Lines of data:
++++++++
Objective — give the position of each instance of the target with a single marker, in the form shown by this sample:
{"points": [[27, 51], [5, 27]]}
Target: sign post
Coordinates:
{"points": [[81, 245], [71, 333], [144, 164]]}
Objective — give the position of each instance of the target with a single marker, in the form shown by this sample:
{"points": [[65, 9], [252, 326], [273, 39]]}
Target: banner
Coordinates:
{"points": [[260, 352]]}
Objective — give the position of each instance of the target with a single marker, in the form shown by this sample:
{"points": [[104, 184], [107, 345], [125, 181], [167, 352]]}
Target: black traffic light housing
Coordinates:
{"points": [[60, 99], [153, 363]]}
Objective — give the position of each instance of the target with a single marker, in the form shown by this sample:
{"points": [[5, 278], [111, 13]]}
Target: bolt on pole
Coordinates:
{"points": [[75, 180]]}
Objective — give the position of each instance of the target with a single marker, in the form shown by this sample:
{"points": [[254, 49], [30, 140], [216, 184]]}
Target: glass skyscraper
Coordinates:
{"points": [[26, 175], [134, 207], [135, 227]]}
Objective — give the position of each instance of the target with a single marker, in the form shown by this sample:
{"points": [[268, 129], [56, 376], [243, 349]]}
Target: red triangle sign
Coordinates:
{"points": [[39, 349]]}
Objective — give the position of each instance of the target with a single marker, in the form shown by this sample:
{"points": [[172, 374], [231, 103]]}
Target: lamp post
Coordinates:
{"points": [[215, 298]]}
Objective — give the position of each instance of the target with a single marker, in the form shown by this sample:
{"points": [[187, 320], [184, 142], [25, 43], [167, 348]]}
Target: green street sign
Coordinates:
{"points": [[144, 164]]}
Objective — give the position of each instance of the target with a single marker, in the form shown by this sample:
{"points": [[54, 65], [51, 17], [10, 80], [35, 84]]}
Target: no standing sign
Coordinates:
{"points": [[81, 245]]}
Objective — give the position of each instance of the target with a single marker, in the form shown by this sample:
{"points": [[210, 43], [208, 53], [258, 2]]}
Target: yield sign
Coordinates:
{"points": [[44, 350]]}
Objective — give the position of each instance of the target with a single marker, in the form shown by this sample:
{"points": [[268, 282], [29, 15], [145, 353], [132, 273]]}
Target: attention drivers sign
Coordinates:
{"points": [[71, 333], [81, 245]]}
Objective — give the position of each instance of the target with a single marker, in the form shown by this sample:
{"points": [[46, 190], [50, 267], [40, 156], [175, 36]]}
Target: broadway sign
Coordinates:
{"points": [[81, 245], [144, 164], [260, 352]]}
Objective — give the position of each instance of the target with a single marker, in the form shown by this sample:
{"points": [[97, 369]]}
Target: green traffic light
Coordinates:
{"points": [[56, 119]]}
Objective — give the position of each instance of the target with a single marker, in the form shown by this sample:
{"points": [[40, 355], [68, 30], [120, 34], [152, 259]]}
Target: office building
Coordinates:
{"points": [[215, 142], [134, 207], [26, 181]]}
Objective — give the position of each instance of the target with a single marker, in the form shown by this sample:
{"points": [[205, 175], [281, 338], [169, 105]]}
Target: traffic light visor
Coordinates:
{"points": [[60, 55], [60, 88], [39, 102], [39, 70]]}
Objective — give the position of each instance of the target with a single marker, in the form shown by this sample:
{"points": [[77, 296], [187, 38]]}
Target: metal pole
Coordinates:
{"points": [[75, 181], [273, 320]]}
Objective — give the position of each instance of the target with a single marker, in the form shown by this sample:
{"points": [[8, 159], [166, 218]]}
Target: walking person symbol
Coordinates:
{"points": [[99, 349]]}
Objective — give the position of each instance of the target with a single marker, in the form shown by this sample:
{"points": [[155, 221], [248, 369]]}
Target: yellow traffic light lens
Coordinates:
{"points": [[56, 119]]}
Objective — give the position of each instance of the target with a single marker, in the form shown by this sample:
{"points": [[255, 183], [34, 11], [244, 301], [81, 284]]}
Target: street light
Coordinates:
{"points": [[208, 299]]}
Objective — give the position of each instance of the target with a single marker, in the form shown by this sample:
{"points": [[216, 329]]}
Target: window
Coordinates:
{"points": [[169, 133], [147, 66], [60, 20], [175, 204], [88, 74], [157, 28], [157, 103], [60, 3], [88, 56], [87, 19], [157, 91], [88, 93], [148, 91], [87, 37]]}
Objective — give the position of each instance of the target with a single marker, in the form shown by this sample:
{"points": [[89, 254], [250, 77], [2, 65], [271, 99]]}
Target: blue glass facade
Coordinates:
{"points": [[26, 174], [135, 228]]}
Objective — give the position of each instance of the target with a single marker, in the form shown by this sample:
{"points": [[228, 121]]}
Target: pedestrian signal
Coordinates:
++++++++
Work to be completed:
Every line above needs to be retyped exactly.

Response to the task:
Objective — give the position of each instance of the target with a single marker, in the form shown by this sample:
{"points": [[27, 51], [5, 27]]}
Target: sign post
Coordinates:
{"points": [[81, 245], [71, 333], [144, 164]]}
Objective — give the position of each instance of the target with a single marker, in the form shown by this sample:
{"points": [[65, 9], [252, 326], [273, 39]]}
Target: banner
Coordinates:
{"points": [[260, 352]]}
Objective — give the position of each instance of the target with a single marker, in the form shown by this sample:
{"points": [[104, 184], [107, 345], [125, 181], [167, 352]]}
Target: black traffic light housing
Coordinates:
{"points": [[60, 99], [153, 363]]}
Objective — give the position of each instance of the target with a single marker, in the form shown by this sample:
{"points": [[5, 278], [111, 13]]}
Target: bolt on pole
Coordinates:
{"points": [[75, 180]]}
Objective — give the position of each instance of the target with a single marker, in the form shown by this sample:
{"points": [[254, 49], [30, 140], [216, 184]]}
Target: glass skyscraper
Coordinates:
{"points": [[26, 175], [134, 207], [135, 227]]}
Objective — give the position of each instance of the target with a single marker, in the form shown by this sample:
{"points": [[268, 129], [56, 376], [243, 349]]}
Target: red triangle sign
Coordinates:
{"points": [[39, 349]]}
Objective — give the position of each instance of the target with a single marker, in the form shown by this sample:
{"points": [[172, 374], [231, 103]]}
Target: lamp post
Coordinates:
{"points": [[215, 298]]}
Objective — give the position of each instance of the target with a single marker, in the form shown by this sample:
{"points": [[187, 320], [184, 142], [25, 43], [167, 348]]}
Target: green street sign
Coordinates:
{"points": [[144, 164]]}
Objective — give the position of each instance of the target with a single marker, in the form shown by this sample:
{"points": [[54, 65], [51, 17], [10, 80], [35, 84]]}
Target: no standing sign
Coordinates:
{"points": [[81, 245]]}
Objective — give the position of each instance of the target with a single marker, in the form shown by this sample:
{"points": [[210, 43], [208, 53], [258, 2]]}
Target: yield sign
Coordinates:
{"points": [[44, 350]]}
Objective — give the position of each instance of the target with a single marker, in the form shown by this sample:
{"points": [[268, 282], [29, 15], [145, 353], [132, 273]]}
Target: attention drivers sign
Coordinates:
{"points": [[71, 333], [81, 245]]}
Objective — give the position of each instance of the target with a single marker, in the form shown by this sample:
{"points": [[46, 190], [50, 267], [40, 156], [175, 36]]}
Target: broadway sign
Coordinates:
{"points": [[81, 245], [144, 164], [260, 352]]}
Objective — give the position of each instance of the target with a single marker, in the form shown by this sample:
{"points": [[97, 369]]}
Target: green traffic light
Coordinates:
{"points": [[56, 119]]}
Objective — give the position of each instance of the target with a single marker, in the form shown by this sample:
{"points": [[40, 355], [68, 30], [120, 34], [152, 259]]}
Target: office building
Coordinates:
{"points": [[215, 142], [134, 207], [26, 181]]}
Objective — give the position of each instance of the target with a single marker, in the form shown by this sample:
{"points": [[205, 175], [281, 338], [169, 105]]}
Target: traffic light visor
Coordinates:
{"points": [[60, 55], [60, 88], [39, 102], [39, 70]]}
Objective — give the position of each instance of the target with a single marker, in the form shown by this sample:
{"points": [[77, 296], [187, 38]]}
Target: metal pole
Coordinates:
{"points": [[75, 181], [273, 320]]}
Objective — give the position of each instance of the target with a single marker, in the form shown by this sample:
{"points": [[8, 159], [166, 218]]}
Target: walking person symbol
Coordinates:
{"points": [[99, 349]]}
Objective — give the position of each instance of the target with a single marker, in the form shown by this sample:
{"points": [[155, 221], [248, 369]]}
Target: yellow traffic light lens
Coordinates:
{"points": [[56, 119]]}
Objective — give the position of each instance of the target with a single marker, in the form shown by this sample:
{"points": [[255, 183], [34, 11], [244, 301], [81, 284]]}
Target: street light
Coordinates:
{"points": [[208, 299]]}
Objective — give the position of each instance of the target with a single marker, in the form shown by this sample:
{"points": [[216, 329]]}
Target: window
Coordinates:
{"points": [[169, 133], [147, 66], [60, 20], [175, 204], [88, 74], [157, 28], [157, 103], [60, 3], [88, 56], [87, 19], [157, 91], [88, 93], [148, 91], [87, 37]]}
Objective — give the position of each instance of the target with a single marker, in the form shown by this sample:
{"points": [[89, 254], [250, 77], [2, 65], [271, 99]]}
Target: blue glass facade
Coordinates:
{"points": [[26, 174], [135, 228]]}
Objective — give the position of each instance of the target with a single marker, in the form shown by this sample:
{"points": [[228, 121]]}
Target: pedestrian signal
Coordinates:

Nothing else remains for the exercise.